===== Data provided =====

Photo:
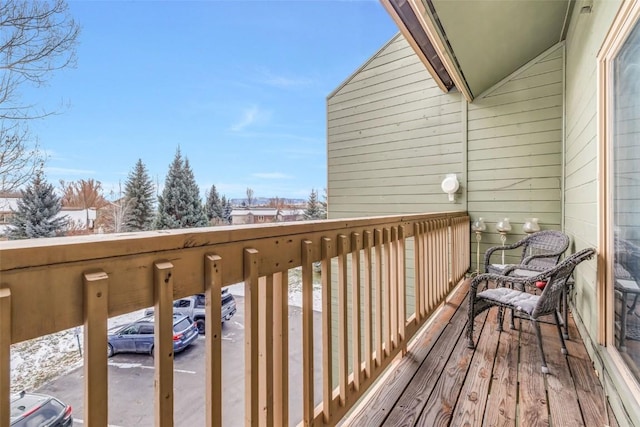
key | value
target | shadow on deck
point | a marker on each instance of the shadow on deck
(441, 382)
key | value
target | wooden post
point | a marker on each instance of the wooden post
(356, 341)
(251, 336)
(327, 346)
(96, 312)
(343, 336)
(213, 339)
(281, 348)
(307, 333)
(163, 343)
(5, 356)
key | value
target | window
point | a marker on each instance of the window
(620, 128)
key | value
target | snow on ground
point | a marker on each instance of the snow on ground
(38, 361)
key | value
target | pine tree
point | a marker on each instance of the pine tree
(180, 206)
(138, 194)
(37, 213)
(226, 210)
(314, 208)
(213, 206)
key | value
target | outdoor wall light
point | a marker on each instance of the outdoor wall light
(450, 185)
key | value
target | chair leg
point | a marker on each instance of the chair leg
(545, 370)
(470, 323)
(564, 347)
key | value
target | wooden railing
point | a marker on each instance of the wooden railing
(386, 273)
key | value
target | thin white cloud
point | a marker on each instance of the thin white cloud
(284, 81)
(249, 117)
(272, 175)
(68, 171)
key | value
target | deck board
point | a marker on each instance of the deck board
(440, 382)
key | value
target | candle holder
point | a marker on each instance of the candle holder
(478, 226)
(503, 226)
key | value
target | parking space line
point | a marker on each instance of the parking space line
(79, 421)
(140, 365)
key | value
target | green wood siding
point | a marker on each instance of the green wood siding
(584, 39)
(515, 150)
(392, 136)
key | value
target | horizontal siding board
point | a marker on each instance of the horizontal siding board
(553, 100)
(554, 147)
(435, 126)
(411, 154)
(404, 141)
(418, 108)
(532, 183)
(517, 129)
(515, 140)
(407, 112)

=====

Problem details: Write out the data word for word, with every picture dropped.

Written answer:
Photo:
key | value
target | shadow on deck
point | a marker on each instance of the shadow on deck
(441, 382)
key | value
target | wooden post
point | a marker on each instance of the wooden post
(356, 341)
(251, 336)
(327, 346)
(96, 312)
(343, 336)
(213, 339)
(281, 348)
(307, 333)
(163, 343)
(5, 356)
key | value
target | window
point | a marker on each instance of the window
(620, 128)
key | value
target | snow on ground
point | a marker on each instance of the snow on ground
(38, 361)
key | value
target | pine tree
point | a marker on each instance of the pine tree
(180, 206)
(138, 194)
(37, 213)
(226, 210)
(314, 208)
(213, 206)
key | value
target | outdoor wall light
point | a marker on each instance of the outdoor wall light
(450, 185)
key | value
target | chair leg
point | a marker on each instance of the chair leg
(545, 370)
(470, 323)
(564, 347)
key | value
target | wooden railing
point | a marker on each instance of the wooden railing
(386, 273)
key | value
target | thin white cloud
point | a marker on each instance of the thin white cloud
(284, 81)
(249, 117)
(272, 175)
(68, 171)
key | value
target | deck board
point | a marker on each instance of the deck board
(440, 382)
key | value
target | candle holder
point | a marker on each instance of the candle holder
(478, 226)
(503, 226)
key | value
target | parking space line
point | a marker on each instance of the parking space line
(79, 421)
(140, 365)
key | value
target | green wood siding
point | a marker on each instance of the green wood siding
(584, 39)
(515, 150)
(392, 136)
key | value
target | horizontal siding board
point | a marker on each instance of the horizontal siding board
(553, 100)
(554, 147)
(435, 126)
(411, 154)
(404, 141)
(418, 108)
(532, 183)
(517, 129)
(515, 140)
(407, 112)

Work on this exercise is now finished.